__Text__:
::::::
Patients developing an AKI following their operation and during the same admission were identified automatically on our online pathology results system using the Acute Kidney Injury Network (AKIN) criteria, based on a rise in serum creatinine of >26.4 µmol/L over 48 hours or a rise >1.5 times the baseline serum creatinine.20 Urine output was not used as this information was not readily available and there were concerns over accuracy of documentation.

For patients identified as developing a postoperative AKI, data were collected on known AKI risk factors. Patients’ sex, age on admission, whether the operation was elective or emergency, the ASA grade of patients, length of hospital stay and 1-year postoperative mortality is routinely coded and was provided to us by the Trust Informatics team. From patient observation charts, we recorded whether patients had an episode of hypotension (defined as systolic blood pressure <90 mm Hg) during their admission as a proxy marker of hypovolaemia. From computerised patient drug charts, it was recorded whether they were prescribed different nephrotoxic drug classes prior to the development of AKI including NSAIDs, ACEi or ARB, gentamicin or diuretics. The full list of medications included in these categories can be found in online supplemental appendix 1. A composite variable of the number of risk factor drug classes prescribed was calculated. The stage of AKI (as per the AKIN criteria) and the number of days postoperatively the AKI developed were calculated.

Supplemental material

For the final period of data collection, the same relevant variables were collected for patients who underwent an elective or emergency T&O operation and did not develop an AKI to control for potential confounders. This was done by the Trust Informatics team using clinical coding from electronic patient notes. This was not feasible for our first PDSA cycles as the Trust switched to computer-based documentation mid-way through the second period of data collection.
::::::
__Problems to work on__:
1. Return, unchanged, the part of the kidney-injury passage from "Supplemental material" to "of data collection.".
2. Carry the kidney-injury passage on from its last sentence.

__Information__:
::::::
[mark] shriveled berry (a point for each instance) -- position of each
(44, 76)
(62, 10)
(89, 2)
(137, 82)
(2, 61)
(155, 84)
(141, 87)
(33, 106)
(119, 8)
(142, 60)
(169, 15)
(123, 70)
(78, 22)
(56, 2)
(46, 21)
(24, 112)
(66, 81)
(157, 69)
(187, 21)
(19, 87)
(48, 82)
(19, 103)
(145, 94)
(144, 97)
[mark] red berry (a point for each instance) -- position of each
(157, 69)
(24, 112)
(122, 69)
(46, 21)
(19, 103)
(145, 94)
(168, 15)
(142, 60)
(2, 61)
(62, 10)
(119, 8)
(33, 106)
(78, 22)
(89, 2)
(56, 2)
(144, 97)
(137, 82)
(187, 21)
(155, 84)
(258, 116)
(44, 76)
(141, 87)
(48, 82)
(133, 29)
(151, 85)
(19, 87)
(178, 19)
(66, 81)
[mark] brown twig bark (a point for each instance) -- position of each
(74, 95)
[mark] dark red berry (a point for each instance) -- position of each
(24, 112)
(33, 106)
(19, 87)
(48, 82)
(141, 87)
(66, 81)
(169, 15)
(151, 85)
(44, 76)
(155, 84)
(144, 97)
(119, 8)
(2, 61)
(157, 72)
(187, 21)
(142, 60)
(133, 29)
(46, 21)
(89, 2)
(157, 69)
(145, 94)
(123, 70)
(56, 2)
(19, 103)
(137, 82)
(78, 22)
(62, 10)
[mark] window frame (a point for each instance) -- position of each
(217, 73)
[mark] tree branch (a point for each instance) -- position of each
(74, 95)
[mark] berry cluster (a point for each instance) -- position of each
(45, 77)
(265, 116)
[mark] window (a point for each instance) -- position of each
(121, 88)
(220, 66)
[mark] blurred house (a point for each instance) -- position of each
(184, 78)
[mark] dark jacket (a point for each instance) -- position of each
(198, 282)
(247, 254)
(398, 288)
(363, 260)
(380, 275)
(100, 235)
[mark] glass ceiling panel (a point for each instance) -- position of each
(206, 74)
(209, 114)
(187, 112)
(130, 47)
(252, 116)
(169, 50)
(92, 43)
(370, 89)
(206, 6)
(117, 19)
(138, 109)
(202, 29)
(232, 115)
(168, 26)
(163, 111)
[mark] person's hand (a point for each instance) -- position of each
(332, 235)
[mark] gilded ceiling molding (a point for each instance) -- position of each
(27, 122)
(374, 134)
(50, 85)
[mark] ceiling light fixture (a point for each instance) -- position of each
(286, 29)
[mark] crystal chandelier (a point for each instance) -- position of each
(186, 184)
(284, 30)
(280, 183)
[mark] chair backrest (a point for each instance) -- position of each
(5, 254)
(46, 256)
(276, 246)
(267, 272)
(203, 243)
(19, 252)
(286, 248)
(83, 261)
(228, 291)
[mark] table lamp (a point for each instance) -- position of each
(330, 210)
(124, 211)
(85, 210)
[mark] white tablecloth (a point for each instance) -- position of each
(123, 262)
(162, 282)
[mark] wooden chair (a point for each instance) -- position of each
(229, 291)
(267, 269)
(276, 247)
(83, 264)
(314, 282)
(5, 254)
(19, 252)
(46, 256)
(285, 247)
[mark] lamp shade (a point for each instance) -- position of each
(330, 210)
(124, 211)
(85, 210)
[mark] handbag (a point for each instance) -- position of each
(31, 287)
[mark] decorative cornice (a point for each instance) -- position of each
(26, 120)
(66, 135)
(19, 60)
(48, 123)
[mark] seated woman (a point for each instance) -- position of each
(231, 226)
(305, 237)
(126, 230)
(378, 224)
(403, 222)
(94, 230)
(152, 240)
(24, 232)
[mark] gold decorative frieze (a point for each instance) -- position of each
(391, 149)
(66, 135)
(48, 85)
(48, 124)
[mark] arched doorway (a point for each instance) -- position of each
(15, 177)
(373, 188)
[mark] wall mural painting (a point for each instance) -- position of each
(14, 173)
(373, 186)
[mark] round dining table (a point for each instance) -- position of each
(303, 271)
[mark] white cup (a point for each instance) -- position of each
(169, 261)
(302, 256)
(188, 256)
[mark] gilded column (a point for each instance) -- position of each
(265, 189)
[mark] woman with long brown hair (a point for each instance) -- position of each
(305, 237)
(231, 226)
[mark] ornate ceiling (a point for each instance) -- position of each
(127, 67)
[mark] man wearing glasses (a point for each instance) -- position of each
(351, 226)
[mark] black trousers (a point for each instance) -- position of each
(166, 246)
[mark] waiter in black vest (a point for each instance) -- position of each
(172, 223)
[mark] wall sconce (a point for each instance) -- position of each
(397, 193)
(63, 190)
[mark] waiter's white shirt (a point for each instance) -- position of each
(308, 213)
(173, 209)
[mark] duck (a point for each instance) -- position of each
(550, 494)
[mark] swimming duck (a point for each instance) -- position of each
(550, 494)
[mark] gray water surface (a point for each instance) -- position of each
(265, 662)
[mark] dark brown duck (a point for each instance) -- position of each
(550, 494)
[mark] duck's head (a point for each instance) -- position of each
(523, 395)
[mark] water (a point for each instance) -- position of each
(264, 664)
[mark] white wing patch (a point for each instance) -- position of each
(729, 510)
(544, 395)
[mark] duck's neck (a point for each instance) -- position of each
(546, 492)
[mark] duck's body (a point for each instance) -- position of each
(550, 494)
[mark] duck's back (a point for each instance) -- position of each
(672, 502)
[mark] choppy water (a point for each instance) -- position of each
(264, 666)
::::::
__Exercise answers__:
1.
Supplemental material

For the final period of data collection, the same relevant variables were collected for patients who underwent an elective or emergency T&O operation and did not develop an AKI to control for potential confounders. This was done by the Trust Informatics team using clinical coding from electronic patient notes. This was not feasible for our first PDSA cycles as the Trust switched to computer-based documentation mid-way through the second period of data collection.

2.
Statistical analysis was conducted using R (V.3.6.3) and p values of <0.05 were considered statistically significant. Descriptive statistics of the demographic characteristics and prevalence of AKI risk factors across the three cycles and between patients with AKI and patients without AKI in the final cycle were reported. Visual inspection of histograms and the Shapiro-Wilk test were used to determine whether data were normally distributed. The Kruskal-Wallis test, χ2 test and Fisher’s exact test were conducted as appropriate to determine significant differences between the groups with regard to demographic characteristics and AKI risk factors.

To control for confounders and using all eligible patients from the final cycle of data collection, additional binary logistic regression models were constructed with development of postoperative AKI as the outcome and demographic variables, potential risk factors and use of multiple risk factor drug classes as covariates. Further multiple linear regression and binary logistic regression models were constructed for the outcomes of length of stay and 1-year postoperative mortality, respectively, using demographic variables and occurrence of postoperative AKI as covariates.

Design

Our QIP team consisted of T&O junior doctors, medical students, T&O consultants and colleagues of the orthogeriatrics team. We arranged team meetings following each data collection cycle to discuss the results and potential interventions we could implement. Additional key groups involved in the project included the Trust Informatics and Clinical Effectiveness teams. There was no patient or public involvement at any stage in the project.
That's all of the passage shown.